● **YOUR TASK**
Reproduce word for word the lines of the listing below, starting at the line that contains "# test: pin the chrome" and ending at the final line of the listing, with both of those lines included.

● **RECORDS SUPPLIED**
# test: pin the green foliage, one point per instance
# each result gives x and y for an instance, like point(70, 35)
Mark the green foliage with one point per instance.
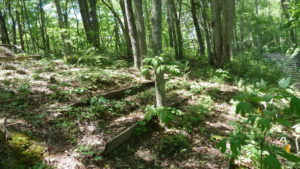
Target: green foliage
point(174, 143)
point(164, 114)
point(262, 111)
point(160, 65)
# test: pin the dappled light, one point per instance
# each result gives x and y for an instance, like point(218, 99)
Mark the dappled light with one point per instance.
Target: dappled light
point(125, 84)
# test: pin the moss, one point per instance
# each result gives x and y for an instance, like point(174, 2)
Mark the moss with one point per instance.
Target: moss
point(24, 152)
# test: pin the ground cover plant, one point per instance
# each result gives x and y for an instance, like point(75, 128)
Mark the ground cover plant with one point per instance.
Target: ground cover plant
point(149, 84)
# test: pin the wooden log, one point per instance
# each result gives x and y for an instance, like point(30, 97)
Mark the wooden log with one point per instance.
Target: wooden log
point(118, 93)
point(118, 140)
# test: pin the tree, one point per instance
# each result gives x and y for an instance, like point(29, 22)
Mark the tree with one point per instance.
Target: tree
point(135, 43)
point(90, 21)
point(157, 50)
point(62, 26)
point(197, 28)
point(222, 25)
point(4, 31)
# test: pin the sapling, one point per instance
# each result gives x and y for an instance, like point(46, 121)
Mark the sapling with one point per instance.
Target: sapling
point(159, 67)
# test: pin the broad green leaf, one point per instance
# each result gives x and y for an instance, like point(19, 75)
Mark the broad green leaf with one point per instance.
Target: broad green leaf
point(271, 162)
point(289, 156)
point(284, 83)
point(264, 124)
point(284, 122)
point(267, 97)
point(262, 84)
point(222, 145)
point(295, 105)
point(243, 108)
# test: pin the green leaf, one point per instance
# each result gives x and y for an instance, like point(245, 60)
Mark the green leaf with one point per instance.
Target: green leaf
point(264, 124)
point(222, 145)
point(284, 122)
point(295, 105)
point(268, 97)
point(243, 108)
point(271, 162)
point(284, 83)
point(262, 84)
point(289, 156)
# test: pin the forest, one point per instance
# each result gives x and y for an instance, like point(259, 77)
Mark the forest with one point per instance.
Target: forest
point(133, 84)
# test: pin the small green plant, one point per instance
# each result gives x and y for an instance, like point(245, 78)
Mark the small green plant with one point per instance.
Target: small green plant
point(88, 152)
point(164, 114)
point(262, 109)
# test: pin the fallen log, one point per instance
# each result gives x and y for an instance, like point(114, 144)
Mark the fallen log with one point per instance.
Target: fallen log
point(118, 140)
point(116, 94)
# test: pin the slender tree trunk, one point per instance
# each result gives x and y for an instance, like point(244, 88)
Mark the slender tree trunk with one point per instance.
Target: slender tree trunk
point(13, 26)
point(84, 11)
point(3, 31)
point(170, 13)
point(126, 29)
point(20, 28)
point(94, 23)
point(292, 34)
point(32, 38)
point(178, 30)
point(43, 27)
point(157, 27)
point(228, 10)
point(206, 27)
point(216, 6)
point(197, 28)
point(62, 27)
point(135, 43)
point(157, 50)
point(141, 27)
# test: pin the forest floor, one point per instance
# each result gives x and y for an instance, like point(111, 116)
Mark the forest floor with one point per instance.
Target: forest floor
point(44, 108)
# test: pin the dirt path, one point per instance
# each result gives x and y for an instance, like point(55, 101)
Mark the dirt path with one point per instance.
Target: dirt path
point(43, 98)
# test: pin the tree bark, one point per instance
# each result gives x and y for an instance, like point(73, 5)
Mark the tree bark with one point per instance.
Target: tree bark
point(157, 50)
point(178, 30)
point(94, 23)
point(141, 27)
point(197, 28)
point(127, 36)
point(4, 31)
point(135, 43)
point(20, 29)
point(85, 19)
point(62, 27)
point(157, 27)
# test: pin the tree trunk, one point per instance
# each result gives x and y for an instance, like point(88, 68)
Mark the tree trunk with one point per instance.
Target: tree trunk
point(292, 34)
point(170, 13)
point(197, 28)
point(141, 27)
point(62, 27)
point(13, 26)
point(84, 11)
point(133, 34)
point(228, 9)
point(160, 89)
point(43, 27)
point(178, 30)
point(20, 29)
point(94, 23)
point(32, 38)
point(127, 36)
point(157, 50)
point(4, 31)
point(206, 27)
point(157, 27)
point(222, 24)
point(217, 59)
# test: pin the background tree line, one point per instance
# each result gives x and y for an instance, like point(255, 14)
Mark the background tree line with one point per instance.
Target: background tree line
point(134, 29)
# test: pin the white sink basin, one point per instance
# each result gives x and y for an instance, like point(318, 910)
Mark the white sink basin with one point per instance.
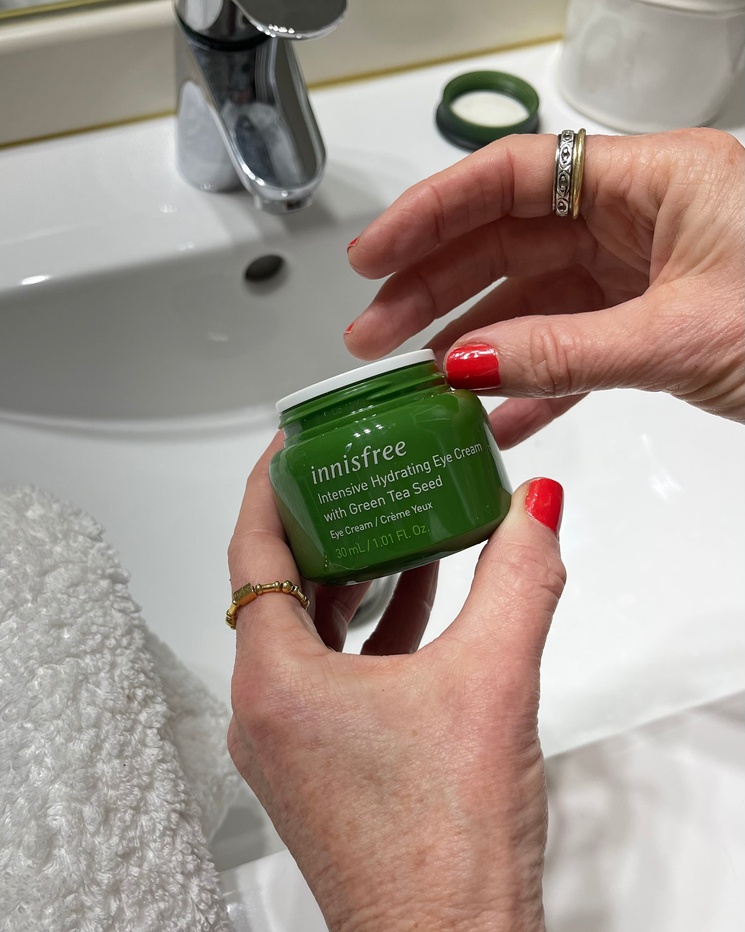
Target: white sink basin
point(137, 367)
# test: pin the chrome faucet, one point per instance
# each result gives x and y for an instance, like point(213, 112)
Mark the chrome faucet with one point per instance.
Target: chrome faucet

● **ANSWER**
# test: pin the chrome faucet, one point per instance
# each result gives x and y for an instance, like point(213, 112)
Mark the chrome faucet with one point per instance.
Target: chrome faucet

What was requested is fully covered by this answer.